§ **TASK BRIEF**: Continue the piece below on shifting global spending power and the traders of the Souks, starting right after its final sentence.

§ **STUDY TEXT**:

We are living in strange times, and the traditional measures of statistics and data for gauging trends in the global economy no longer work. A quick trip to the local grocery store will show there is no longer a correlation between supply and demand. There is, currently so much demand, but little supply, as many shelves remain defiantly empty.
However, a recent trip to the Middle East provided a fascinating insight into how quickly our world is changing- reflecting the things that economists are interested in, inflation, demographics, disposable spend and transportation.
The Souks have been around for a couple of millennia and have seen civilizations come and go. Traders are looking to sell their produce at the best price. For a long time, European tourists were the most sought after. Crafty sellers would learn phrases in local languages, adorn football shirts from Premier League teams and follow the Feringhee as they walked through the narrow lanes, touting for business.
On my most recent visit, things seem to have dramatically changed and the pandemic has accelerated this – it’s the Chinese tourists that are now sought after and Mandarin phrases have replaced German or French. The change reflects spending habits, total numbers and ability to spend. Peter Frankopan notes in his sequel to the Silk Road that Chinese tourists now spend more than twice what Americans do overseas.
Since the Financial Crisis, Europe and the UK have pursued a programme of quantitative easing, and interest rates have remained close to or even below zero. Low inflation on its own is not a bad thing- interest rates on mortgage and corporate debt remain low, salary increases may be limited, but due to steady prices, consumer confidence remains strong.
The challenge of course is that not all economies across the world chose, or indeed could afford to follow, this macro policy. During the last ten years, many Asian economies and to a lesser extent the US, have experienced strong growth, higher interest rates and corresponding inflation. In simple terms, as salaries across the world have increased, in the UK and Europe they have largely stagnated, and with it disposable income – particularly the available holiday budget.
We can lay some of the blame on Globalisation. Over the last 20 years, we have seen a massive shift in our manufacturing and production to low-cost destinations, such as China. Despite the transportation costs (which at the time of writing are at an all-time high), consumers in the UK/Europe have enjoyed goods as diverse as garden furniture to training shoes at record low prices. Over the last 20 years, the result of this influx of cheap goods has been the suppression of inflation, which in turn has allowed central banks to keep interest rates down. This reduces potential salary rises and in turn disposable spend.
The traders in the Souks make calculations when engaging with potential customers based on disposable income, ability to spend and demand. In countries with growing economies, where productivity is increasing and salaries are rising, one expects to see an increase in disposable income.
As we can see from the chart below, the Chinese, in particular the top quartile (which represents roughly 300m people) have experienced a huge growth in disposable income. Their spending habits now determine product development ranging from designer handbags, luxury cars and even Hollywood films.

§ **INFORMATION GIVEN**:
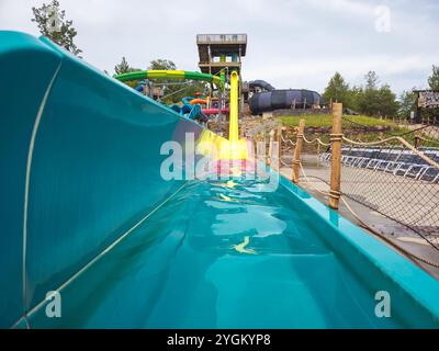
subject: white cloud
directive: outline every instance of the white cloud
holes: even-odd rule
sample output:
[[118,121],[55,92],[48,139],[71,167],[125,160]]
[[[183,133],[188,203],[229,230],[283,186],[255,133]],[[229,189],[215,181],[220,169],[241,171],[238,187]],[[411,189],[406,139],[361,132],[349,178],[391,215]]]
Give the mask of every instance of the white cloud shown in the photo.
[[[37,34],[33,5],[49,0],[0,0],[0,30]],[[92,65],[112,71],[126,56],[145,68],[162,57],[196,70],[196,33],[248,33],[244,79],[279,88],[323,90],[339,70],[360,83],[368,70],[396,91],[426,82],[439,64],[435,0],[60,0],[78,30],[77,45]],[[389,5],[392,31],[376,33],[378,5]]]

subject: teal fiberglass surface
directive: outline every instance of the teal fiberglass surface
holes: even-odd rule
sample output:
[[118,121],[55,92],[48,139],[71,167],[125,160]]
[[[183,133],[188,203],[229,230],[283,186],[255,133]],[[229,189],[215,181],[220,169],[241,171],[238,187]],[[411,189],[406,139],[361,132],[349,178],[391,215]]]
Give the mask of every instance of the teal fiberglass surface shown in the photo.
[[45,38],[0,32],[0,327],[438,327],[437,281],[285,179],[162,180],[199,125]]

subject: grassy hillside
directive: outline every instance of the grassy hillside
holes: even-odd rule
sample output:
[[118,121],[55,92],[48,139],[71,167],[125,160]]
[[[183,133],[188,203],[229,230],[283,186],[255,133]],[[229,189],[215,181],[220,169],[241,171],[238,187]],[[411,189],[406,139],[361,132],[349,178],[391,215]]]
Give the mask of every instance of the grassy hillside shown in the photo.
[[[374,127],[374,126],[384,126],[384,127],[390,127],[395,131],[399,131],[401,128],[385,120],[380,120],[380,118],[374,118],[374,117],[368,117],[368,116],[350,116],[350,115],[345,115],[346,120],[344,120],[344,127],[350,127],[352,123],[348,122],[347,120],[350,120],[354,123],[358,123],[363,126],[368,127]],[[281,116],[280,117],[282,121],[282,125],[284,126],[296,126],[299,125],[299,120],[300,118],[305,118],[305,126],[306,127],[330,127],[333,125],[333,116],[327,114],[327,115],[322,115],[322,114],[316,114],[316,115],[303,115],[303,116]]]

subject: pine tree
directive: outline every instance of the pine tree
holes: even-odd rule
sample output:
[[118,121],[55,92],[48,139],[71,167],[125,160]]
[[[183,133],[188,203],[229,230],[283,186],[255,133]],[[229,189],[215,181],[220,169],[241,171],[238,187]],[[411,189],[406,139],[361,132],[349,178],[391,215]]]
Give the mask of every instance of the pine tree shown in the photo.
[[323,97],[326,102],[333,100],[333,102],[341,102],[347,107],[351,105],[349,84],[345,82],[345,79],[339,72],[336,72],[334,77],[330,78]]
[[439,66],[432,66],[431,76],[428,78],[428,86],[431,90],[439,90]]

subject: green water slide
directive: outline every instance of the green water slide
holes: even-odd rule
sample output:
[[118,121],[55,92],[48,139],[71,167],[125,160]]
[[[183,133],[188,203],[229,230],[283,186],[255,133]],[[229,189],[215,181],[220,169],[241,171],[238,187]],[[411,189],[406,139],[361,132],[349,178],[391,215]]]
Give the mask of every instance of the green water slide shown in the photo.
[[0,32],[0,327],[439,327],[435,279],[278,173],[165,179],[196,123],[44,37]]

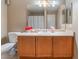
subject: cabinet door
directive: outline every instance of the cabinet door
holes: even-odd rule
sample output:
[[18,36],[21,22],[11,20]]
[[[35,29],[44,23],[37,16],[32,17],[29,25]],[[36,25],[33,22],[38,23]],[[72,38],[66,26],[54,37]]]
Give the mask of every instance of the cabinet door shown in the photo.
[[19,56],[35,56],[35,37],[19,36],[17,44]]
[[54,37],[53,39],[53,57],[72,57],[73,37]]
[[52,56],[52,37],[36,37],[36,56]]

§ **TASK RESULT**:
At the same time, in the UK and Europe, a combination of high taxes, low inflation, tepid growth in productivity and of course Brexit has meant that domestically, British and European consumers are no better off than ten years ago, and when on holiday they are poorer than citizens of faster more dynamic economies.
We are all familiar with European countries experiencing low birth rates. A direct impact is a much higher proportion of the population is older than ever before and with them, a lot of the wealth through housing and investments, sits with retired pensioners. In fact, over the last 10 ten years, QE has had the impact of increasing this gulf. This contrasts with China, where the working age population are enjoying the fruits of wealth creation. The Souk traders have picked up on this, after all older people are less inclined to buy Oriental carpets, Turkish lamps or pashmina scarfs, making them less attractive as potential customers.
The Gold Souk in Dubai houses some of the most attractive and, needless to say, expensive jewels from across the world. Unlike the trinkets sold in the other markets, these are serious purchases which require serious money, and this is naturally connected to available savings. In this instance western countries differ, with the Germany the outlier, but for many European countries and in particular the UK, the savings ratio post the financial crisis has declined rapidly and remains low.
Flexible employment patterns, increased consumption and widely available credit has meant many of us are used to living from pay-check to pay-check. The pandemic is likely to further increase this trend. As a result, for the more expensive purchases its not the European tourists, but rather the Chinese and in the case of jewelry, Indian tourists, that they are focusing on.
Prior to the pandemic, we knew the world was changing rapidly, but Covid has exacerbated these changes. Although the financial crisis slowed down economic growth and productivity in Europe, arguably the successive lock downs are having a more damaging long-term effect. In the meantime, other parts of the world are growing rapidly, and thankfully their consumers are picking up the slack.
These are of course not normal times, but we don’t need a huge amount of data and statistics to see that these changes are taking place and the Souk traders have picked up on this, as they diligently brush up on their Mandarin to seek their next trade.